# INSTRUCTIONS TO FOLLOW
Copy the data below word for word, starting at its beginning and ending with the line that contains "rough mask: <svg", with both ends included. Omit the pictures from your answer.

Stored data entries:

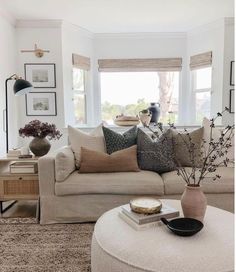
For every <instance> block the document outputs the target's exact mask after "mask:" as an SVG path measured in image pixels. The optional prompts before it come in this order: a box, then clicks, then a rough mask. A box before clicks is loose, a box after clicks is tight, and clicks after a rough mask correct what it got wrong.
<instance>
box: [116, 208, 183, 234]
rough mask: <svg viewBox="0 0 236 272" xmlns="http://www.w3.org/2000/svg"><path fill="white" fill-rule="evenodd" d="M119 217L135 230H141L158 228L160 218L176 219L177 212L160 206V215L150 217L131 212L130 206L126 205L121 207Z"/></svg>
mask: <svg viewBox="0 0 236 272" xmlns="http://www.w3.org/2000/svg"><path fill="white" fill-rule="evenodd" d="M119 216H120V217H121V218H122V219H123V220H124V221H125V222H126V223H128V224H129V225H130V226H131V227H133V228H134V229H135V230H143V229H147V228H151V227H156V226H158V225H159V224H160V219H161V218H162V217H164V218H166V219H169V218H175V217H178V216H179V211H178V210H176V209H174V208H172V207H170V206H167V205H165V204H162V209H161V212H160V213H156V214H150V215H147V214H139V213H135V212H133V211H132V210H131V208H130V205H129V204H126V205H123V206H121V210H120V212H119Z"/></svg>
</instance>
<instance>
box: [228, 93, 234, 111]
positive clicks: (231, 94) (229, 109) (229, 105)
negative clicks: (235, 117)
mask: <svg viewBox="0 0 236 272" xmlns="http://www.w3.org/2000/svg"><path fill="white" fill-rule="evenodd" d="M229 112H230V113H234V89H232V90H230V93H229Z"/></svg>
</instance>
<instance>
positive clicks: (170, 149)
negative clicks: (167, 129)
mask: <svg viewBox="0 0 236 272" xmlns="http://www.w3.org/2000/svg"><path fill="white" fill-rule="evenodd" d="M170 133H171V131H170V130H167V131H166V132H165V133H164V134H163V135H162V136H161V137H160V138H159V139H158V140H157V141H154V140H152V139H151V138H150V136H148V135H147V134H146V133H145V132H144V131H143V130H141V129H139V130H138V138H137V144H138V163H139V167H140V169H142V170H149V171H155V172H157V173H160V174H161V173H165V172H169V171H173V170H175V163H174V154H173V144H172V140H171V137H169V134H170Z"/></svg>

# EXPECTED OUTPUT
For every <instance> block the document outputs the target's exact mask after "mask:" as an SVG path measured in image pixels. The optional prompts before it come in this order: a box, then clicks, then a rough mask. A box before clicks is loose, a box after clicks is tight, and clicks after a rough mask correct what it got wrong.
<instance>
box: [116, 208, 183, 234]
rough mask: <svg viewBox="0 0 236 272" xmlns="http://www.w3.org/2000/svg"><path fill="white" fill-rule="evenodd" d="M119 217L135 230H141L158 228L160 218L176 219L177 212L160 206V215L150 217L131 212L130 206L126 205L121 207Z"/></svg>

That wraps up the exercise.